Extracted entries:
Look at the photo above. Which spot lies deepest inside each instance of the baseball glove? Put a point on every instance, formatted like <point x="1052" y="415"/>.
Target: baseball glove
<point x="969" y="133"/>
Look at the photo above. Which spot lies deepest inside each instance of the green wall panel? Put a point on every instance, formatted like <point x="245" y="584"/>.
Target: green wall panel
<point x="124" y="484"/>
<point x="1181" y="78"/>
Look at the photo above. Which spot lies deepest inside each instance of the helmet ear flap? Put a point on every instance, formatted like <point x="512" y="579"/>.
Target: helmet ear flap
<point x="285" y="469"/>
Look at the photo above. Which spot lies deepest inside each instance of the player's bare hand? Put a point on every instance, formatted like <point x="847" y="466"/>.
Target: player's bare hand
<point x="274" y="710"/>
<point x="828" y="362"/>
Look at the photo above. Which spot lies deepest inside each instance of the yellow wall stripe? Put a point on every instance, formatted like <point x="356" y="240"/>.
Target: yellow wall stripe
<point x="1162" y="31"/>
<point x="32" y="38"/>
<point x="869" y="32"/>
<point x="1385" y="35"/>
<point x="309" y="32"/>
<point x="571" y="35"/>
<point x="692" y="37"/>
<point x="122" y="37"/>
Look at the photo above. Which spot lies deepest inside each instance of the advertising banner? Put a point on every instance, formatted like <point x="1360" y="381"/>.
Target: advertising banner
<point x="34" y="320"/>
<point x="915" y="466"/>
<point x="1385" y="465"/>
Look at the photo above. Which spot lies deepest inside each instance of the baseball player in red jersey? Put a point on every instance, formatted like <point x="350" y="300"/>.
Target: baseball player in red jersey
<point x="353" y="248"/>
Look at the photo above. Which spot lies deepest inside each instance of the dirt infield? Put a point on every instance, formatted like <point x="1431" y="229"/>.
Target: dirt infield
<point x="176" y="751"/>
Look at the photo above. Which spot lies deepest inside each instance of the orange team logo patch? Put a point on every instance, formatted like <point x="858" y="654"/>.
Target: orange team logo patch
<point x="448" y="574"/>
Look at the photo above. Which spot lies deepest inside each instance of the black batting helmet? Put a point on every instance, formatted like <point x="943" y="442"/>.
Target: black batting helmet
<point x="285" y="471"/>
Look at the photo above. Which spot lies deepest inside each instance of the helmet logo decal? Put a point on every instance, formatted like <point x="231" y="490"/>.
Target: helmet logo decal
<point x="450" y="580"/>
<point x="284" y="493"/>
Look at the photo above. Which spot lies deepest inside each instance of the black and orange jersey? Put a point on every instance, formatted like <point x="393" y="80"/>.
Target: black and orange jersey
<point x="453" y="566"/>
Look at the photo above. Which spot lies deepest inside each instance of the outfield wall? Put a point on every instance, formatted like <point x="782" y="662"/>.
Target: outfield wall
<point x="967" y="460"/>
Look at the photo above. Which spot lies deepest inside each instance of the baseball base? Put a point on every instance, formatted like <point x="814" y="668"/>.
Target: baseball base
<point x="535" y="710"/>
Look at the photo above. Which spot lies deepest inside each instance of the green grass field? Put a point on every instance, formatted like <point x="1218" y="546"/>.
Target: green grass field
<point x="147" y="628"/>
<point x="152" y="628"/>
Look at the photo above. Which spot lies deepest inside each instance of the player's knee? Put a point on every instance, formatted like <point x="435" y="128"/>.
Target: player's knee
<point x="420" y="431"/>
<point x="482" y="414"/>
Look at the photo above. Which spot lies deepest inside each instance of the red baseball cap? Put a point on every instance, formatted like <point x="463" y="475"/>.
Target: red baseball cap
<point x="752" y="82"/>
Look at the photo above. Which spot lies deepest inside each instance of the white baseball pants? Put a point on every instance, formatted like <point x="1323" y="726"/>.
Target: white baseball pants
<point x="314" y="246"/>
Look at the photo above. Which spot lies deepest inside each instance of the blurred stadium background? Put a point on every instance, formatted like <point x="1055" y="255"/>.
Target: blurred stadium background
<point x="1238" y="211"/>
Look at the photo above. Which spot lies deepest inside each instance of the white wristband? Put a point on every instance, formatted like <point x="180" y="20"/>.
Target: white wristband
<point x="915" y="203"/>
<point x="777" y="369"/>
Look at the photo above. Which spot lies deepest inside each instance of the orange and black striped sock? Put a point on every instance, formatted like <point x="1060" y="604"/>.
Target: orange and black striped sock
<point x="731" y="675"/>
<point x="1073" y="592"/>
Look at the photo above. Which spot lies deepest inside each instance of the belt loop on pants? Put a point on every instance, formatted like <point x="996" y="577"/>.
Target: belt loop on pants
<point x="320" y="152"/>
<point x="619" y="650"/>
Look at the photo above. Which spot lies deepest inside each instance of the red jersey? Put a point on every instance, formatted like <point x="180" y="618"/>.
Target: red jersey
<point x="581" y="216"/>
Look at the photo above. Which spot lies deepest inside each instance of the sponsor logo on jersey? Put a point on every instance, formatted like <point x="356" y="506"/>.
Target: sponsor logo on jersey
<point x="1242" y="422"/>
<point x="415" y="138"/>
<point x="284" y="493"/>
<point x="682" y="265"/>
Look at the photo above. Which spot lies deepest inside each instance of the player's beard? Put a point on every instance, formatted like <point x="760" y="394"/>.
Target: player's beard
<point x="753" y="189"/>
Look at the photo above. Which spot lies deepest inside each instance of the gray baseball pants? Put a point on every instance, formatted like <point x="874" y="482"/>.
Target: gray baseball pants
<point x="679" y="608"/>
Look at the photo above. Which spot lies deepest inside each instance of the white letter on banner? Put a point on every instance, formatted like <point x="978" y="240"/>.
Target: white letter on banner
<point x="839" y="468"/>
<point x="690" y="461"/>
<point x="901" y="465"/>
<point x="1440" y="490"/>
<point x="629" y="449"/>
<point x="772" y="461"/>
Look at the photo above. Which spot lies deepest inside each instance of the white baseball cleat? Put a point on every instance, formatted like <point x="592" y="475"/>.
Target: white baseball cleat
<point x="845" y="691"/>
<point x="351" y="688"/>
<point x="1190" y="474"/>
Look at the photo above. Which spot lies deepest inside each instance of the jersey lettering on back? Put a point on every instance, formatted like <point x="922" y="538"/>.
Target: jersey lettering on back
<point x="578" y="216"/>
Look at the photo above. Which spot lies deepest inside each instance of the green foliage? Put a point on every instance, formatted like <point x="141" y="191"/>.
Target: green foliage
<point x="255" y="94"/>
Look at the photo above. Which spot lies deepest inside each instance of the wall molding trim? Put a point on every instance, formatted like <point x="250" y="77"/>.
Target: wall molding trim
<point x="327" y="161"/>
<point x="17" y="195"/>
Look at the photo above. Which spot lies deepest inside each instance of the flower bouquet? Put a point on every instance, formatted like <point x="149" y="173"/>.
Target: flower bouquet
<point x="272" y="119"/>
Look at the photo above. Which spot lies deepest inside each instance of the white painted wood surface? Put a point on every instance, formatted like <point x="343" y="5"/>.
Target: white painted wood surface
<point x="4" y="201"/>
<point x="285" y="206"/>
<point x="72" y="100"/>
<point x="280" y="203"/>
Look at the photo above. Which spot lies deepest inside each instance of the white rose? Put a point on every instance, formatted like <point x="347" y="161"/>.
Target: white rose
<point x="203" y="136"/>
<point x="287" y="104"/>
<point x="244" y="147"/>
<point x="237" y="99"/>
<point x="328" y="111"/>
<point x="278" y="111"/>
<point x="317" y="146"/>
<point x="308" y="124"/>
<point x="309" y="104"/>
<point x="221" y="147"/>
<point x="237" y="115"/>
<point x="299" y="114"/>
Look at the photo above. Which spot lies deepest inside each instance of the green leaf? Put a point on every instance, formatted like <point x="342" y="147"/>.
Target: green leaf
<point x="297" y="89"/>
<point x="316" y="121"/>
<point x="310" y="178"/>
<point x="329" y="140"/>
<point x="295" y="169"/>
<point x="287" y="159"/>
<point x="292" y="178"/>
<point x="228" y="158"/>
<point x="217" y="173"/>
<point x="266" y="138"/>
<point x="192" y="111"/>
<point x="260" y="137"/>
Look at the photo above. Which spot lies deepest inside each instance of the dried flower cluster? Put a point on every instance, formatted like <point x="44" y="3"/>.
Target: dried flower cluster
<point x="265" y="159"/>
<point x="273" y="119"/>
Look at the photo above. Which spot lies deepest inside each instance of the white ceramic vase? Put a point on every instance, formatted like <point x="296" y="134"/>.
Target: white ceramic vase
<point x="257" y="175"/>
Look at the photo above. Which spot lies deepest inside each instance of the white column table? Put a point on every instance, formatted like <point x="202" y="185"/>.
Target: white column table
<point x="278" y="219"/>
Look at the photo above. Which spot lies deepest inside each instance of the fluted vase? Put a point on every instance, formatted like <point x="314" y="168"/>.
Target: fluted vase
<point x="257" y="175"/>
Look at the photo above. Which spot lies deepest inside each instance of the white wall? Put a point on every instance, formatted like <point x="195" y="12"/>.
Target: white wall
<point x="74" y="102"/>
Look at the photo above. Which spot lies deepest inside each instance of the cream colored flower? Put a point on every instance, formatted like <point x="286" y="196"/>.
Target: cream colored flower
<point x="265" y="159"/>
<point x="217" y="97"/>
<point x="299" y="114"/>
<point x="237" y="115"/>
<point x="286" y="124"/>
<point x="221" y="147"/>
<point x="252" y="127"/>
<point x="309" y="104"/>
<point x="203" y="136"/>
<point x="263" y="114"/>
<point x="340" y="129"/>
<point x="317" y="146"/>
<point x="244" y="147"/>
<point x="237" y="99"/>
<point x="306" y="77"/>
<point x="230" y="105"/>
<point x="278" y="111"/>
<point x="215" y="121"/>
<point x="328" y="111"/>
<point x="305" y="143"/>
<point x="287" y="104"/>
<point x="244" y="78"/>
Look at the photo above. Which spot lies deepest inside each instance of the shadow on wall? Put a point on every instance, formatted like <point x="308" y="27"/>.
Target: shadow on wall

Your objective: Exactly reproduce the lines from the one containing "of the shadow" through the end of the records, and only those lines.

Answer for the task:
Look at the photo above. Which spot lies deepest inside each instance of the shadow on wall? Put a point on every instance, formatted like <point x="308" y="27"/>.
Target: shadow on wall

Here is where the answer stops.